**Task description**: Every line of the data must be copied exactly.

Dataset records about object locations

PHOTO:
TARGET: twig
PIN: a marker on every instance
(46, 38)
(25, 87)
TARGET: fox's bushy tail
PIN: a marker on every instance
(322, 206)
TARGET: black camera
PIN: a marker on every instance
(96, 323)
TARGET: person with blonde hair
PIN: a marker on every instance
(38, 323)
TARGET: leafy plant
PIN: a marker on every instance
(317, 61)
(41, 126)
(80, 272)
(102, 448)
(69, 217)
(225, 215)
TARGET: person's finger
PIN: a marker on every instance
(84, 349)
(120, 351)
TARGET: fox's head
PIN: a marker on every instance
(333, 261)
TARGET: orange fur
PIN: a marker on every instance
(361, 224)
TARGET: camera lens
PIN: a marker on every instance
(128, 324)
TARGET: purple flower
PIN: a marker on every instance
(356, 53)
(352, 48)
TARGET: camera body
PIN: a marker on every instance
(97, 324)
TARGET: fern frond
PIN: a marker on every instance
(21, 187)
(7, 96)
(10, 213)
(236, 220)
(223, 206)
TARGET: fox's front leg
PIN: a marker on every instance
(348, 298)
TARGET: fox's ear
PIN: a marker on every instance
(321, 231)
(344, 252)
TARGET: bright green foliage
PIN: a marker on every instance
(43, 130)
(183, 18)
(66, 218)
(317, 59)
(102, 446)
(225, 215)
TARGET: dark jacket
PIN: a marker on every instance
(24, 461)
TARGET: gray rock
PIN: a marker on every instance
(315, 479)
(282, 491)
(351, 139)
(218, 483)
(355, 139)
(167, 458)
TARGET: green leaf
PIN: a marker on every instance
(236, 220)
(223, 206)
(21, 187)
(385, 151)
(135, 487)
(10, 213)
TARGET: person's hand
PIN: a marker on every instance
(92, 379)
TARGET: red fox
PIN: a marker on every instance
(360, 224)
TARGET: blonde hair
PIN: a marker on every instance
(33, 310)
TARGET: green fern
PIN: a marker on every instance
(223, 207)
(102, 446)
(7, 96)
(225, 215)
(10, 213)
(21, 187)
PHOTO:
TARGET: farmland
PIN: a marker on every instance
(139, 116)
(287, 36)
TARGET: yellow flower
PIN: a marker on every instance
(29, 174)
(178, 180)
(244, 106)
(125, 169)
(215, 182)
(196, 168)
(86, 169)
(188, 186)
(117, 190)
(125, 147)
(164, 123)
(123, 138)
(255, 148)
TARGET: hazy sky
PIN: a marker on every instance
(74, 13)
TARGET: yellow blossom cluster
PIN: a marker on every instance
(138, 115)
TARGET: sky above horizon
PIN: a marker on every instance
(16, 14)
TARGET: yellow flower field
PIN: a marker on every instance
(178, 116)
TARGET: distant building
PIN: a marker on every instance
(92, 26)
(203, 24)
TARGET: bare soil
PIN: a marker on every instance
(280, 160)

**Correct answer**:
PHOTO:
TARGET: twig
PIN: a marker on every instance
(46, 38)
(25, 87)
TARGET: fox's bushy tail
PIN: a marker on every instance
(322, 206)
TARGET: black camera
PIN: a marker on every instance
(96, 323)
TARGET: person with blonde hair
PIN: a marker on every instance
(38, 323)
TARGET: leafy plant
PIN: a marker on every instance
(317, 61)
(41, 126)
(80, 272)
(102, 448)
(69, 217)
(225, 215)
TARGET: person's finger
PIN: a marker on every instance
(84, 349)
(120, 351)
TARGET: fox's head
PIN: a marker on every instance
(333, 261)
TARGET: orange fur
PIN: a marker on every instance
(361, 224)
TARGET: camera lens
PIN: a marker on every instance
(128, 324)
TARGET: purple flower
PIN: a marker on every instance
(356, 53)
(352, 48)
TARGET: camera body
PIN: a marker on every instance
(97, 324)
TARGET: fern frond
PIN: a marker on every instance
(21, 187)
(7, 96)
(10, 213)
(236, 220)
(223, 206)
TARGET: fox's front leg
PIN: a marker on every instance
(348, 298)
TARGET: fox's ear
PIN: a marker on every instance
(321, 231)
(344, 252)
TARGET: bright green foliage
PIN: a marker on every instance
(43, 130)
(183, 18)
(66, 218)
(317, 59)
(102, 446)
(225, 215)
TARGET: dark jacket
PIN: a marker on every instance
(24, 461)
TARGET: gray rock
PIN: a marker on every instance
(315, 479)
(282, 491)
(351, 139)
(218, 483)
(355, 139)
(167, 458)
TARGET: green leaf
PIN: a marker on every instance
(236, 220)
(223, 206)
(21, 187)
(385, 151)
(135, 487)
(10, 213)
TARGET: person's hand
PIN: a marker on every instance
(92, 379)
TARGET: red fox
PIN: a marker on every instance
(360, 224)
TARGET: blonde hair
PIN: a marker on every instance
(33, 310)
TARGET: green fern
PIN: a marker on every instance
(223, 207)
(102, 446)
(7, 96)
(225, 215)
(10, 213)
(21, 187)
PHOTO:
TARGET: farmland
PIN: a marker on every instance
(139, 116)
(287, 36)
TARGET: yellow flower
PIN: a marker on every instance
(29, 174)
(178, 180)
(244, 106)
(125, 169)
(215, 182)
(196, 168)
(86, 169)
(188, 186)
(117, 190)
(125, 147)
(164, 123)
(123, 138)
(255, 148)
TARGET: hazy sky
PIN: a marker on every instance
(74, 13)
TARGET: yellow blossom cluster
PIN: a marker on every instance
(138, 115)
TARGET: sky above horizon
PIN: a marker on every instance
(16, 14)
TARGET: yellow flower field
PIN: a marker on every instance
(178, 116)
TARGET: distant building
PIN: a marker on every instance
(92, 26)
(203, 24)
TARGET: bare soil
PIN: a marker on every instance
(280, 160)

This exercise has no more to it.